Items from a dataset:
- - -

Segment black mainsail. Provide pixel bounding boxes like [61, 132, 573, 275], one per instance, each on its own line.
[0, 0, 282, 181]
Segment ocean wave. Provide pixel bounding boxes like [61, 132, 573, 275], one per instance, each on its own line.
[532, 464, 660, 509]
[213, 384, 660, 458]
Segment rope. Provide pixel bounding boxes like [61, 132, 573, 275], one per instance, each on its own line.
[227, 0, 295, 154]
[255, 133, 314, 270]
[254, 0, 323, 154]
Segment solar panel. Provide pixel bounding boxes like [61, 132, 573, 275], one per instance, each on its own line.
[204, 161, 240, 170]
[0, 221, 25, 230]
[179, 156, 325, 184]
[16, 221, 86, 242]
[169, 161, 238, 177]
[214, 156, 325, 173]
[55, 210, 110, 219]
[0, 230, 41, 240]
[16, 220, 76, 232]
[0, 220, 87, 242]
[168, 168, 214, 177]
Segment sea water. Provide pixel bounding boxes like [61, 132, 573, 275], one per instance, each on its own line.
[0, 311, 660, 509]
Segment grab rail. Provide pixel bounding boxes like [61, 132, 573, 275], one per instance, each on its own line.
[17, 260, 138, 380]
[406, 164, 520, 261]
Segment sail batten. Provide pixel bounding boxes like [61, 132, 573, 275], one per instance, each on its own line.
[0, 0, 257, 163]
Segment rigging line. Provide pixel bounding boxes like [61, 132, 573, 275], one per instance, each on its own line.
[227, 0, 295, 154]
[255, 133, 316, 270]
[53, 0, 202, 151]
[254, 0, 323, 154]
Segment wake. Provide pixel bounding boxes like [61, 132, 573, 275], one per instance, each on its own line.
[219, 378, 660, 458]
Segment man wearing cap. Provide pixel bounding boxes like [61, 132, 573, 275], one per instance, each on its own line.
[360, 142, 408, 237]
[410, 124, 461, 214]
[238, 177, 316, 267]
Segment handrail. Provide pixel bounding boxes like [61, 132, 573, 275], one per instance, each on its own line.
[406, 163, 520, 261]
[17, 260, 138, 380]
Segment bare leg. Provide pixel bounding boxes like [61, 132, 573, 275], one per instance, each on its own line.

- - -

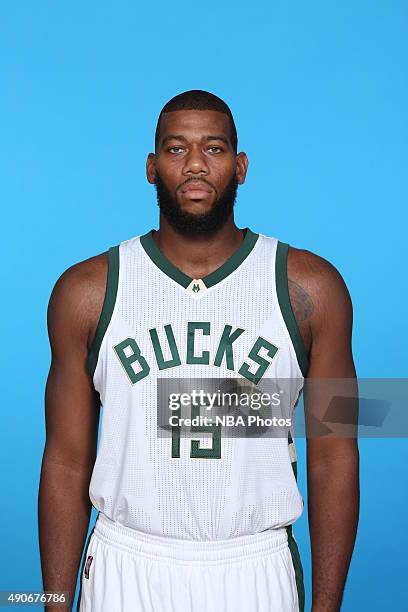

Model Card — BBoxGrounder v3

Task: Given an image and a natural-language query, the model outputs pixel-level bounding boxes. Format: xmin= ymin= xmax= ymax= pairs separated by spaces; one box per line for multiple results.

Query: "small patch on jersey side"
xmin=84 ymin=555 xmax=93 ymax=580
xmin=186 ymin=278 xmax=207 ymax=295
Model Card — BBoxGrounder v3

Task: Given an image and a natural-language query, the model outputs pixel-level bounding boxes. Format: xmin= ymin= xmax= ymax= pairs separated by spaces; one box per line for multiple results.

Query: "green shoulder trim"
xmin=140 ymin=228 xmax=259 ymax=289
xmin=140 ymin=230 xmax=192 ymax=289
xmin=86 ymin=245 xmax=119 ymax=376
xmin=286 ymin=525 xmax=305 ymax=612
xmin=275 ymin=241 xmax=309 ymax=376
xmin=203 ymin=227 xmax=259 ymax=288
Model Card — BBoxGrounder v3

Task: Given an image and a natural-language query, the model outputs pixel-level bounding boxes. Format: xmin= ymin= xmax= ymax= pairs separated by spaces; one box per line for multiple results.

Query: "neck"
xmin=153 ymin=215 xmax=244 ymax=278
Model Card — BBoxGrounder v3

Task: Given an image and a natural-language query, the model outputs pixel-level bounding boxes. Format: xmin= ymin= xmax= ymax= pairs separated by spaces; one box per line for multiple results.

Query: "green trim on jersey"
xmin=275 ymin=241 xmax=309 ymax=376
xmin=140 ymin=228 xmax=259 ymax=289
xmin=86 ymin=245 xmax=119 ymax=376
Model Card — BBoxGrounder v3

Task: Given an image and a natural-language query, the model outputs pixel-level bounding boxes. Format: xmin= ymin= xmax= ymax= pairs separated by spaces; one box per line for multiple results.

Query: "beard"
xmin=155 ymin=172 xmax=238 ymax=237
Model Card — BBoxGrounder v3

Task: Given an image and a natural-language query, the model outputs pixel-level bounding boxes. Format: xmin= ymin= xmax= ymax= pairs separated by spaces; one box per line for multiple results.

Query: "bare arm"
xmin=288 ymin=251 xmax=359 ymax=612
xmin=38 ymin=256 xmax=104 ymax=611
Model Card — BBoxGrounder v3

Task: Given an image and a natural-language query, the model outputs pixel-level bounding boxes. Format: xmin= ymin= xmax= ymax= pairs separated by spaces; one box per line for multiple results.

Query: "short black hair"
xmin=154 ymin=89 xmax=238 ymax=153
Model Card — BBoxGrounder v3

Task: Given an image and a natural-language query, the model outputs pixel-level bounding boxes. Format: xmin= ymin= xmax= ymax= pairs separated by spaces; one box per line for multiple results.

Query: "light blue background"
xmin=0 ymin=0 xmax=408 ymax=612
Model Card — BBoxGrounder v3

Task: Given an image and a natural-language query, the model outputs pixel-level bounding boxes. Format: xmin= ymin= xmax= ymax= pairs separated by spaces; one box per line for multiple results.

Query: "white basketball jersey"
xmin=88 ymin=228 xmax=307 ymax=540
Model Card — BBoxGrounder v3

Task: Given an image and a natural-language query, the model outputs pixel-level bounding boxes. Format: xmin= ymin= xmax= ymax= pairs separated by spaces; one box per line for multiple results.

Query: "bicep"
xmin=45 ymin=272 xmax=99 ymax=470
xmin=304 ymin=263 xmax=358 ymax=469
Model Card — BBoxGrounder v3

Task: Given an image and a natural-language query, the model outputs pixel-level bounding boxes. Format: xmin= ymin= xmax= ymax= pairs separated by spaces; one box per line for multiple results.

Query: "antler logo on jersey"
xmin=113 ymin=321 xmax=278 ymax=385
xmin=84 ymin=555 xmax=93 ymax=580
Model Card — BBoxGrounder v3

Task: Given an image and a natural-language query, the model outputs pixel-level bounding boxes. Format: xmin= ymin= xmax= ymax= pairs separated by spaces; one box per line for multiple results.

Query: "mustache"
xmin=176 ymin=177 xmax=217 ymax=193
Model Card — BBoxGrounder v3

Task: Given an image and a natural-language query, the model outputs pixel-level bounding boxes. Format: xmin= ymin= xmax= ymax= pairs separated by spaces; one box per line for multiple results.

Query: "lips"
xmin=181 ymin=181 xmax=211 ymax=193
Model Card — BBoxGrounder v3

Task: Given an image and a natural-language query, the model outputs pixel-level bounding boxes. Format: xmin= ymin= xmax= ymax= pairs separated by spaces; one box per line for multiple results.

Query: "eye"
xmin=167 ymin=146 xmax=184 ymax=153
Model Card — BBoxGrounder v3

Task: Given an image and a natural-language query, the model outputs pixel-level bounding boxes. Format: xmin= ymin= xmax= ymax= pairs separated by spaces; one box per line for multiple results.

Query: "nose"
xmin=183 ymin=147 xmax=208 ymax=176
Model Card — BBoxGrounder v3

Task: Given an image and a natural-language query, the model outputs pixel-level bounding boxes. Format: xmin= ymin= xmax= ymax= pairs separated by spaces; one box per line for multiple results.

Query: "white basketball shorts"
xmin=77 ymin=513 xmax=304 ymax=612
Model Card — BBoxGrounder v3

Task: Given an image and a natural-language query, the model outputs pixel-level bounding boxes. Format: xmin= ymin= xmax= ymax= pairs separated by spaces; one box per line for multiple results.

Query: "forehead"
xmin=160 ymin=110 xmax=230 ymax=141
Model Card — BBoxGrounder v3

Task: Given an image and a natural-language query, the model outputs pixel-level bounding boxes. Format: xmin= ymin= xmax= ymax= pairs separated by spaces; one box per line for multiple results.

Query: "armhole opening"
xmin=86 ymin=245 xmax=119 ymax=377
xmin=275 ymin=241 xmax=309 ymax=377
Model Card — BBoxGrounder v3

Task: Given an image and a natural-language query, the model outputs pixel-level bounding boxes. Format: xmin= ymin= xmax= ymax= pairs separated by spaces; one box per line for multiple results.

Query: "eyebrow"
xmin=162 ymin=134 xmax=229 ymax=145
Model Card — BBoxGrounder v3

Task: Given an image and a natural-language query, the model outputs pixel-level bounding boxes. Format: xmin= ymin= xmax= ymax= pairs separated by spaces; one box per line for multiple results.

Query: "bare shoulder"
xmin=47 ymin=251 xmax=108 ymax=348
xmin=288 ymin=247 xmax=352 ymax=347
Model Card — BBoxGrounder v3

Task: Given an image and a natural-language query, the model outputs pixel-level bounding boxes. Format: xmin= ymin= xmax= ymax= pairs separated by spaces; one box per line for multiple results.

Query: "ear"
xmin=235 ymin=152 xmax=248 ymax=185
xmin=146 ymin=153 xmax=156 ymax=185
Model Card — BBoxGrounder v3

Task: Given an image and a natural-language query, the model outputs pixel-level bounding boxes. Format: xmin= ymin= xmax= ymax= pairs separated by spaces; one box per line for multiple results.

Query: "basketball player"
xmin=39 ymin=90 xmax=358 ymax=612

- - -

OBJECTIVE – List every line of the data above that contains the word "black".

EXERCISE ANSWER –
Segment black mainsail. Provide pixel bounding boxes like [61, 132, 573, 275], one per instance, each on its own line.
Query: "short black hair"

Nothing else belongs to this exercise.